Write out only the lines running from the one that contains "If you could pin the deer face" to the end of the material, both ends included.

■ Dataset rows ■
= = = = = = =

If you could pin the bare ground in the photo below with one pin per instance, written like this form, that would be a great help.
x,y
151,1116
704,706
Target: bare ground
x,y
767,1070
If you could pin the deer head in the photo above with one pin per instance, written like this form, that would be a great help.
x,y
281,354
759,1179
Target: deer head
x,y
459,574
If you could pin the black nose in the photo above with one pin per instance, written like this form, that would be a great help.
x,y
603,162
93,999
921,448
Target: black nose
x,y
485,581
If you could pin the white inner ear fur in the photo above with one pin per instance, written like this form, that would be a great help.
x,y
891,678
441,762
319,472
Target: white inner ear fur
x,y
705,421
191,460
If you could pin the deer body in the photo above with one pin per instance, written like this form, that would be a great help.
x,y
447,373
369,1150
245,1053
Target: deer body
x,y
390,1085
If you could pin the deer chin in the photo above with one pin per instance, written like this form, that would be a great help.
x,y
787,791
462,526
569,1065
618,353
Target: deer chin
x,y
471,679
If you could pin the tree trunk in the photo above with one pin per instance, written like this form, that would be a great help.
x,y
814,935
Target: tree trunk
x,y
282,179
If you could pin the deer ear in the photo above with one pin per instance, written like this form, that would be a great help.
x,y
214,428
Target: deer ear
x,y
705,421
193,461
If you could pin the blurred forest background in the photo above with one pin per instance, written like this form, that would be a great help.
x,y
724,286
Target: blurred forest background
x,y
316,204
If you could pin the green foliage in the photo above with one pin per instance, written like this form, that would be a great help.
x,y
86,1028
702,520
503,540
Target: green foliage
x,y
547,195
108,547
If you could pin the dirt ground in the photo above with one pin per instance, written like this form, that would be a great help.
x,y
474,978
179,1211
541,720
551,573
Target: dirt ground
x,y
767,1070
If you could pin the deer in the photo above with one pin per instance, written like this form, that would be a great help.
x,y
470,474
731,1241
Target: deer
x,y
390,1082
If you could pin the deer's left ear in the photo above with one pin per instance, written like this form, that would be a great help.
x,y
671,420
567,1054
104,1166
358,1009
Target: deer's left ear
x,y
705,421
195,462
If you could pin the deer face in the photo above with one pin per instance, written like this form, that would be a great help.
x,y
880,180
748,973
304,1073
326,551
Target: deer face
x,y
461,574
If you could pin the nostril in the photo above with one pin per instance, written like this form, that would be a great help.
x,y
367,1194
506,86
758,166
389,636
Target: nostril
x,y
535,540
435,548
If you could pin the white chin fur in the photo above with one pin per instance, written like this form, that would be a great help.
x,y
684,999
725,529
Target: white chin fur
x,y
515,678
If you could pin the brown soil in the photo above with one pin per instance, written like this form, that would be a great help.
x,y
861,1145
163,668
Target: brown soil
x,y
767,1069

= = = = = = =

■ Output ■
If you could pin the deer face in the photo above with one pin per instance, written like this form, that would be a great help.
x,y
880,180
748,973
304,1073
326,551
Target: deer face
x,y
461,574
If you could pin the nostril in the photo above with one pin per instance, written like this form, that would be a great help.
x,y
367,1194
506,86
758,166
389,636
Target: nostril
x,y
535,540
435,548
If you could pin the white chin fur in the photo above with one pin per instance, written like this form, that would be a great help.
x,y
684,999
725,529
Target: white chin fur
x,y
515,678
If you could pin the brown soil in the photo above with one pin per instance, written like this form, that would be a great help.
x,y
861,1145
163,668
Target: brown soil
x,y
767,1069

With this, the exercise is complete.